### Your task
Write out exactly the lines from the one containing "suit at table on this basis." through the last line of the records below, including both.

### Input data
-- -- --
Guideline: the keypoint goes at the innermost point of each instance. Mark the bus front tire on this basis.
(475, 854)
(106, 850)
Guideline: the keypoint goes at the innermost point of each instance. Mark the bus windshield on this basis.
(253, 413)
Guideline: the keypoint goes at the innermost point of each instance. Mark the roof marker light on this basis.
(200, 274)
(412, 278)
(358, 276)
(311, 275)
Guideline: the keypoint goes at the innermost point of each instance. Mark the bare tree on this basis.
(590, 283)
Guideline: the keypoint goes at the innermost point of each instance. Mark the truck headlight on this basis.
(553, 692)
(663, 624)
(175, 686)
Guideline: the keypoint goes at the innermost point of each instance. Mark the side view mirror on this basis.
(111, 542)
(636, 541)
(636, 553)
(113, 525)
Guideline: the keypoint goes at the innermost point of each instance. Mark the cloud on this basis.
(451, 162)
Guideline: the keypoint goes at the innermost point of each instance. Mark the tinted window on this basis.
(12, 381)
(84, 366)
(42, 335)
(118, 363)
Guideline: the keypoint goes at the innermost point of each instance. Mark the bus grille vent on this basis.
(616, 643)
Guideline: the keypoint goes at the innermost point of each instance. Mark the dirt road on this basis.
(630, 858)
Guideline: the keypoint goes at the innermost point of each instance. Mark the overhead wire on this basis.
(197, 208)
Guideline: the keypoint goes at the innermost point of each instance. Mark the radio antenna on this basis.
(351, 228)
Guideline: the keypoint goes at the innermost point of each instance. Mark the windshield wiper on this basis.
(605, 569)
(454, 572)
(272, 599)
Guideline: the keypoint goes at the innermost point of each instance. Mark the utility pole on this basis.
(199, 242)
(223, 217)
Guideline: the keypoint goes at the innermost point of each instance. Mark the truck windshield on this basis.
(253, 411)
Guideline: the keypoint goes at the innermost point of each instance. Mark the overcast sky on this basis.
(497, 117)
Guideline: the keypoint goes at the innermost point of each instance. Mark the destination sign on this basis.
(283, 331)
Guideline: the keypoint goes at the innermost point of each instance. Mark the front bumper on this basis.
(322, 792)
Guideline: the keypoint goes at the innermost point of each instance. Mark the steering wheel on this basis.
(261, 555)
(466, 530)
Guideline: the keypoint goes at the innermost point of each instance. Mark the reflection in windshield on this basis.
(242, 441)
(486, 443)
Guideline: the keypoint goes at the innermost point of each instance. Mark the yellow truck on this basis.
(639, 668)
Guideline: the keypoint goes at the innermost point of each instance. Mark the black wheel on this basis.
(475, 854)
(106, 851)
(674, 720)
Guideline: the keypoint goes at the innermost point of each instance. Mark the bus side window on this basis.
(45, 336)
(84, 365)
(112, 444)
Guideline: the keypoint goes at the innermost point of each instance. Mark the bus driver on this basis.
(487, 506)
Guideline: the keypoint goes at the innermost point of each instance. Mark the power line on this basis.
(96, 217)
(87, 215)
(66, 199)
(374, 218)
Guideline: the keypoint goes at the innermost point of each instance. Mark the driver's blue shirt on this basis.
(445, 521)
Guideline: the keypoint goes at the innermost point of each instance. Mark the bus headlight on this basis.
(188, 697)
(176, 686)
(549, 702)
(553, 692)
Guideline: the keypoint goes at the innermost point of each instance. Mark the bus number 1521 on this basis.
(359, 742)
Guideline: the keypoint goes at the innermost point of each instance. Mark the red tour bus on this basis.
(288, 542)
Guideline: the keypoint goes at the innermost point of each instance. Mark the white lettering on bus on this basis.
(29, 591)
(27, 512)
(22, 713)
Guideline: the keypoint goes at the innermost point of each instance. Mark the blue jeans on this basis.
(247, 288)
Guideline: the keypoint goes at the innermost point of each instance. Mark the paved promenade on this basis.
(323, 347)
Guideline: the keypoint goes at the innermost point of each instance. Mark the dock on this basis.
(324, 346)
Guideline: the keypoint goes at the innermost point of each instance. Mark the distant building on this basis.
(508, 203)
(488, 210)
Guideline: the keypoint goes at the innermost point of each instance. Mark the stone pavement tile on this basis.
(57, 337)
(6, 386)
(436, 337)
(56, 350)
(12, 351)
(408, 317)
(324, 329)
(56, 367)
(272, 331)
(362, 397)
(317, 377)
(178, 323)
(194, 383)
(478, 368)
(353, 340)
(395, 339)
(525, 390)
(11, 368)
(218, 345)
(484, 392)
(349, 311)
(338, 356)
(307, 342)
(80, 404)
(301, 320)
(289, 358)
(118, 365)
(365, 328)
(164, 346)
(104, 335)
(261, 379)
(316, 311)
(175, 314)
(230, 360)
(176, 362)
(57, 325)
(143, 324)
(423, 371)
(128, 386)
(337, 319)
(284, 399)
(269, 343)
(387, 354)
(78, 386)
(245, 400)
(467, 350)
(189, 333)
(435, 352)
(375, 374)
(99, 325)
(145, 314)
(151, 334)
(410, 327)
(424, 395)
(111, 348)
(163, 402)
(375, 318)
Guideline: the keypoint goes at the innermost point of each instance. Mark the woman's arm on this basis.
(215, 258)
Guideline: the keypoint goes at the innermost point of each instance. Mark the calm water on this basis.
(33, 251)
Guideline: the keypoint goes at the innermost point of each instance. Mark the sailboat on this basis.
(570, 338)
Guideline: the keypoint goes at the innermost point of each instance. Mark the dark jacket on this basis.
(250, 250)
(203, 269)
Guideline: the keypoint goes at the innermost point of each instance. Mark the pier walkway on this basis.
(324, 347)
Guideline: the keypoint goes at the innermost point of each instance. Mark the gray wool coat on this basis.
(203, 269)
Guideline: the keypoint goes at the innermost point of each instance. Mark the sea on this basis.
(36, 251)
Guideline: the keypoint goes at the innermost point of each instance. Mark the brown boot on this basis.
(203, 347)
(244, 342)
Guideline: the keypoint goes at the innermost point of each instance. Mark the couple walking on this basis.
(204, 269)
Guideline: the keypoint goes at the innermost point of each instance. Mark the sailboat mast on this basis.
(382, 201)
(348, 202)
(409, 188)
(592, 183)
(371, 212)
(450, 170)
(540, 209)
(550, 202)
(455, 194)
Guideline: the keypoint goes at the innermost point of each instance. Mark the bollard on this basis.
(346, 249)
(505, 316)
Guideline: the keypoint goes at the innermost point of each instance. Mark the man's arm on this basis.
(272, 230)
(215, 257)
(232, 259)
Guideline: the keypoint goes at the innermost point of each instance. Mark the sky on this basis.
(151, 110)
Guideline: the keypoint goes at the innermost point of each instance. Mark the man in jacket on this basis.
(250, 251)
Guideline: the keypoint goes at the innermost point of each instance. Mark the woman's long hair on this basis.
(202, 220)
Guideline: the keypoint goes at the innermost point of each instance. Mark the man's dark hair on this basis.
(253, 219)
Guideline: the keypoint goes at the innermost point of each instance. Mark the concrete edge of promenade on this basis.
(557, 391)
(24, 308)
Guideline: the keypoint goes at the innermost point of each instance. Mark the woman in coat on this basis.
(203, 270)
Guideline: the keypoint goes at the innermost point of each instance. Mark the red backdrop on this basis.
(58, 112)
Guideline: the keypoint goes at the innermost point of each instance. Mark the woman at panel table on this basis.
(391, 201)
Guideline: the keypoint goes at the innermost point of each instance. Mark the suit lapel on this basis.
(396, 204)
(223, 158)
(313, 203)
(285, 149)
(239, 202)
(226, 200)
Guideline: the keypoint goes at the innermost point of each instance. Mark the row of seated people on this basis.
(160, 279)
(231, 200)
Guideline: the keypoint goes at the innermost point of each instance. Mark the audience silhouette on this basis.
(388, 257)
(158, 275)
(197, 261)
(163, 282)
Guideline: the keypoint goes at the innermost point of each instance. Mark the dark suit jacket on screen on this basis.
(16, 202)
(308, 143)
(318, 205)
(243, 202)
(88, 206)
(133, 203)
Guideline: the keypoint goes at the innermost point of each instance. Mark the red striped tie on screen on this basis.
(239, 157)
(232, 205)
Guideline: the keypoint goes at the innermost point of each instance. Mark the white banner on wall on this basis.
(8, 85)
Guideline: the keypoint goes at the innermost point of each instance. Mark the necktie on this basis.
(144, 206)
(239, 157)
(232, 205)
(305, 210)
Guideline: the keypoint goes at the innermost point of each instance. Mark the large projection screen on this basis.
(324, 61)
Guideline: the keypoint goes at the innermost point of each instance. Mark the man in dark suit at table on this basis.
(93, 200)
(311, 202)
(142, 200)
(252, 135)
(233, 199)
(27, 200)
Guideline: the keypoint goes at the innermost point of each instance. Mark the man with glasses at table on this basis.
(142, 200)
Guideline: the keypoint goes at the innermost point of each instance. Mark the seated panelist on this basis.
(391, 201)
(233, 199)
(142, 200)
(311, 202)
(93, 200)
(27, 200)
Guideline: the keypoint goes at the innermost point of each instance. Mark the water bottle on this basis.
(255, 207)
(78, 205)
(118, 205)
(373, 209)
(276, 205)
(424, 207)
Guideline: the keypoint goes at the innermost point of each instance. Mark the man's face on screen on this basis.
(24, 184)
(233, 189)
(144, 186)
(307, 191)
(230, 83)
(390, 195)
-- -- --
### Answer for the task
Guideline: the keypoint goes at the innermost point of each instance. Mark the man in dark suit at table on this basis.
(93, 200)
(311, 202)
(142, 200)
(252, 135)
(233, 199)
(27, 200)
Guideline: the keypoint goes at the innermost point of each instance. Mark the man with glasses at table on this basis.
(142, 200)
Guideline: the keypoint goes at the innermost point of each instance. Mark the seated panelist on this basis.
(391, 201)
(233, 199)
(142, 200)
(311, 202)
(93, 200)
(27, 200)
Guideline: the keypoint goes at the innermost point of each instance. Mark the water bottle on this basis.
(255, 207)
(78, 205)
(118, 205)
(373, 209)
(276, 205)
(424, 207)
Guideline: the keypoint goes at the innermost point of each instance. Mark the man's face on screen on this basis.
(24, 184)
(233, 189)
(144, 186)
(307, 191)
(230, 83)
(390, 195)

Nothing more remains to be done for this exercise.